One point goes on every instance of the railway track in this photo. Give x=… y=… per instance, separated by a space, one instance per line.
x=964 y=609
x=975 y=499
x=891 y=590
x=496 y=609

ACTIVITY> All of the material above should be reproduced exactly.

OUTPUT BELOW>
One point goes on every instance of the railway track in this photo. Give x=… y=… per instance, separated by a space, one instance per line.
x=964 y=609
x=975 y=499
x=891 y=590
x=496 y=609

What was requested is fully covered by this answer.